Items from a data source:
(begin)

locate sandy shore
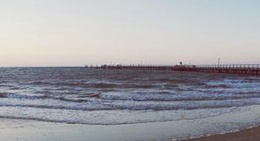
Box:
[0,105,260,141]
[185,127,260,141]
[0,119,260,141]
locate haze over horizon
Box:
[0,0,260,66]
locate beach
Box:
[0,106,260,141]
[184,127,260,141]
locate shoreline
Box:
[0,105,260,141]
[0,118,260,141]
[183,126,260,141]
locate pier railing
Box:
[191,64,260,75]
[90,64,260,75]
[197,64,260,69]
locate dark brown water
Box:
[0,68,260,125]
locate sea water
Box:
[0,67,260,137]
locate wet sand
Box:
[184,127,260,141]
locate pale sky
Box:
[0,0,260,66]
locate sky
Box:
[0,0,260,67]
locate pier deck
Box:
[91,64,260,75]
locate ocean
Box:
[0,67,260,125]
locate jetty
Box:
[88,64,260,76]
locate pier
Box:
[89,64,260,75]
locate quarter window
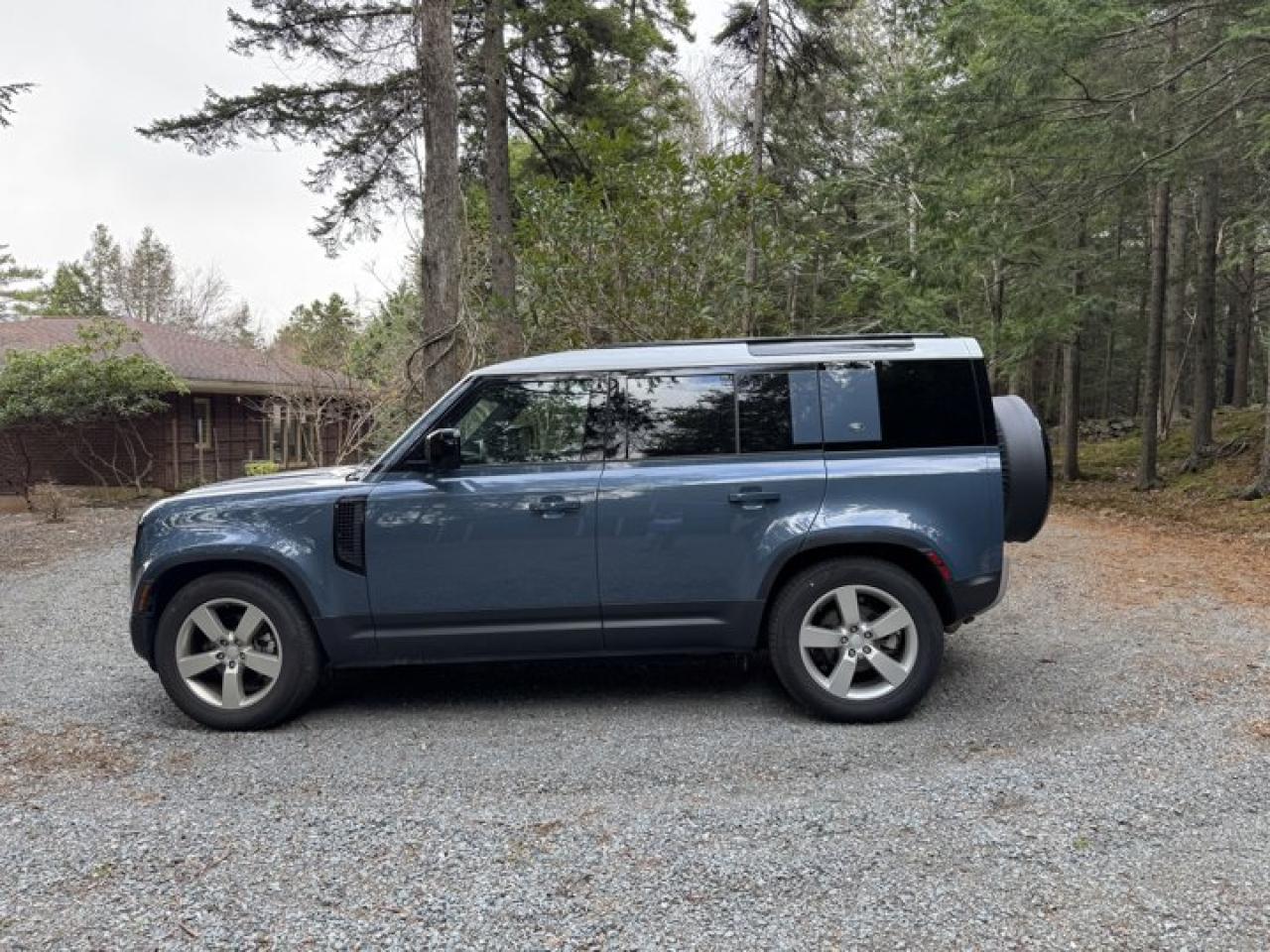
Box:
[622,373,736,459]
[877,361,990,448]
[194,398,212,449]
[821,363,883,444]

(end)

▶ [Task description]: Copy every line of the items above word for word, but leave out the pictures.

▶ [Problem solution]:
locate sandy shore
Box:
[0,105,260,141]
[185,127,260,141]
[0,119,260,141]
locate haze over horizon
Box:
[0,0,260,66]
locate beach
Box:
[0,106,260,141]
[184,127,260,141]
locate shoreline
Box:
[0,105,260,141]
[0,118,260,141]
[183,126,260,141]
locate pier railing
Box:
[191,64,260,75]
[90,64,260,75]
[197,64,260,69]
locate dark brown water
Box:
[0,68,260,125]
locate sea water
Box:
[0,67,260,137]
locate wet sand
Box:
[184,127,260,141]
locate pale sky
Box:
[0,0,260,66]
locate sky
Box:
[0,0,260,67]
locate pier deck
Box:
[91,64,260,75]
locate ocean
Box:
[0,67,260,125]
locate jetty
Box:
[88,64,260,76]
locate pier
Box:
[89,64,260,75]
locate quarter window
Box:
[622,373,736,459]
[877,361,990,448]
[194,398,212,449]
[821,363,883,444]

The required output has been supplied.